Kaynak Metin
T.C.
YARGITAY
4. HUKUK DAİRESİ
E. 2021/18403
K. 2021/6089
T. 5.10.2021

HAKSIZ EYLEMDEN KAYNAKLANAN MADDİ MANEVİ TAZMİNAT ( Kredi Kartının Bilgisi Dışında Kullanılması/Davacıya Ait Kredi Kartına İlişkin Sözleşmenin Davacı ve Kredi Kartını Veren Banka Arasında Olup Davalıların Üçüncü Kişi Konumunda Olduğu - Davacıya Ait Kredi Kartının Davalılar Tarafından Bilgisi Dışında Kullanılması Tüketicinin Korunması Hakkında Kanunun Kapsamı Dışında Olup Davacının Davaya Konu Talebinin TBK Haksız Fiillere İlişkin Hükümleri Kapsamında Olduğu Dolayısıyla Davaya Bakmakta Asliye Hukuk Mahkemesinin Görevli Olduğu )

KREDİ KARTININ BİLGİSİ DIŞINDA KULLANIMI NEDENİYLE BEDEL İADESİ VE TAZMİNAT ( Davacıya Ait Kredi Kartına İlişkin Sözleşmenin Davacı ve Kredi Kartını Veren Banka Arasında Olup Davalıların Üçüncü Kişi Konumunda Olduğu/Davacıya Ait Kredi Kartının Davalılar Tarafından Bilgisi Dışında Kullanılması Tüketicinin Korunması Hakkında Kanunun Kapsamı Dışında Olup Davacının Davaya Konu Talebinin TBK Haksız Fiillere İlişkin Hükümleri Kapsamında Olduğu Dolayısıyla Davaya Bakmakta Asliye Hukuk Mahkemesinin Görevli Olacağı )

Yapılacak İşler
1. Kredi kartının izinsiz kullanımına ilişkin Yargıtay kararına göre bu davaya bakmakta hangi mahkeme görevlidir?
2. Kredi kartının izinsiz kullanımına ilişkin Yargıtay kararını, metnin son satırından sonra gelecek şekilde sürdürün.

Kayıt Kümesi

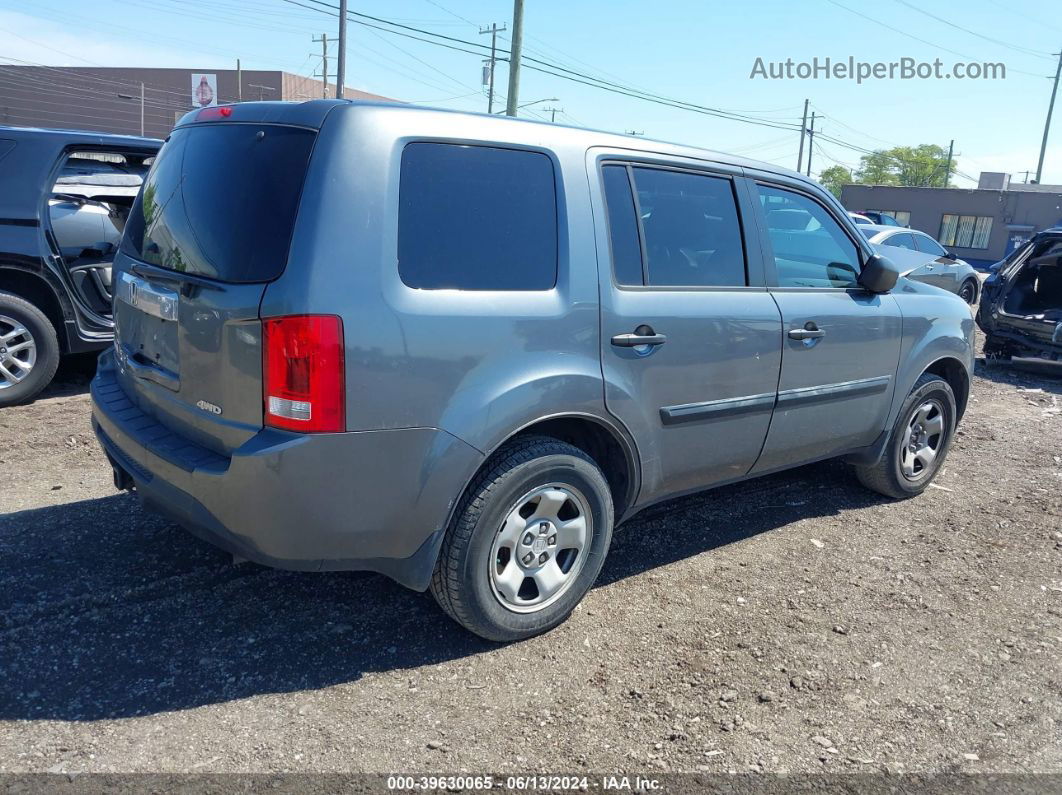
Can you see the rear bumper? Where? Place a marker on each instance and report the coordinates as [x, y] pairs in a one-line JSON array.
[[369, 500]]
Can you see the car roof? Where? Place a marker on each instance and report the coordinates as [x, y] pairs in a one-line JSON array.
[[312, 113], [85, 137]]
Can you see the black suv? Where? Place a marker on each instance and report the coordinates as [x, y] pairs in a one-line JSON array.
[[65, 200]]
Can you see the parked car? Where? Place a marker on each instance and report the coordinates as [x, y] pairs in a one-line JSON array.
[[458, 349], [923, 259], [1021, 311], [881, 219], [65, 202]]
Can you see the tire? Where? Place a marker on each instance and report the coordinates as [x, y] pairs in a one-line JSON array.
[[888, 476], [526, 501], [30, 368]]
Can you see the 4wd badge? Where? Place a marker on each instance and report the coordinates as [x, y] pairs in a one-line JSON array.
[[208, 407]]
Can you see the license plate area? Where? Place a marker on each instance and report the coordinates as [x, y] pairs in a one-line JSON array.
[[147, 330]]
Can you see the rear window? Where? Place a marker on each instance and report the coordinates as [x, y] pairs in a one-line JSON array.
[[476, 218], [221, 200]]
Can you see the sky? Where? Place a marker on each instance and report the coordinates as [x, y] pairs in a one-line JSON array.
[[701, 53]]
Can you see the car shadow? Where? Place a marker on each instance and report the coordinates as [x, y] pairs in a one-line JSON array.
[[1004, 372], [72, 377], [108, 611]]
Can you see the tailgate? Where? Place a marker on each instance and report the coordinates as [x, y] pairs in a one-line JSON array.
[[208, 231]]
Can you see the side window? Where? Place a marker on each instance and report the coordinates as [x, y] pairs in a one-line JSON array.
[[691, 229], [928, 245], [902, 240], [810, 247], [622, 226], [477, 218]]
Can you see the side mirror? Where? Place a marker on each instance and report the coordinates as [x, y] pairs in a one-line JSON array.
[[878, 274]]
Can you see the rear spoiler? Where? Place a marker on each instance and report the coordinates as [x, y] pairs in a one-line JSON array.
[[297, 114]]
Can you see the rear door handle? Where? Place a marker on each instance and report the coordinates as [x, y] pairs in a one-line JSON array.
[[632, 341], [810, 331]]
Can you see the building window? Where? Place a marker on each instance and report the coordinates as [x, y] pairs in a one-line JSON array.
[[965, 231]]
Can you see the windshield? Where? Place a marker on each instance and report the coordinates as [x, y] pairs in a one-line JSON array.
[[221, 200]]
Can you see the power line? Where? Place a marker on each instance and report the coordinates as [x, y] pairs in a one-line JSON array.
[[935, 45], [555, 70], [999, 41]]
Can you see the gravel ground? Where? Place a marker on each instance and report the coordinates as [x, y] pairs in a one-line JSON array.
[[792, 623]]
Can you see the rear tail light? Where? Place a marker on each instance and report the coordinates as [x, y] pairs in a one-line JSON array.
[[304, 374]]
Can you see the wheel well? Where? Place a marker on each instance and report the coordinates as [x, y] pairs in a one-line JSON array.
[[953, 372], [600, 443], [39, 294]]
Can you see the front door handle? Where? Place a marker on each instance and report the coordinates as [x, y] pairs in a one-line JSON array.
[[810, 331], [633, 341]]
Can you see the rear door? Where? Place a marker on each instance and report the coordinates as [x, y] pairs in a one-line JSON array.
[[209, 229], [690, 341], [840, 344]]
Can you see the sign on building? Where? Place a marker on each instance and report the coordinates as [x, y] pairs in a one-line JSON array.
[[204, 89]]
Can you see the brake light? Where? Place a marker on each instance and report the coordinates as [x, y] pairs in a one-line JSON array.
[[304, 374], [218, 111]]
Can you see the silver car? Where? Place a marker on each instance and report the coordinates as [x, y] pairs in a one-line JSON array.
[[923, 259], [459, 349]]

Görev Yanıtları
1. Davaya bakmakta Asliye Hukuk Mahkemesi görevlidir.

2.
GÖREV ( Kredi Kartının Bilgisi Dışında Kullanılması Nedeniyle Bedel İadesi ve Tazminat - Davacıya Ait Kredi Kartına İlişkin Sözleşmenin Davacı ve Kredi Kartını Veren Banka Arasında Olup Davalıların Üçüncü Kişi Konumunda Olduğu/Davacıya Ait Kredi Kartının Davalılar Tarafından Bilgisi Dışında Kullanılması Tüketicinin Korunması Hakkında Kanunun Kapsamı Dışında Olup Davacının Davaya Konu Talebinin TBK Haksız Fiillere İlişkin Hükümleri Kapsamında Olduğu Dolayısıyla Davaya Bakmakta Asliye Hukuk Mahkemesinin Görevli Olduğu )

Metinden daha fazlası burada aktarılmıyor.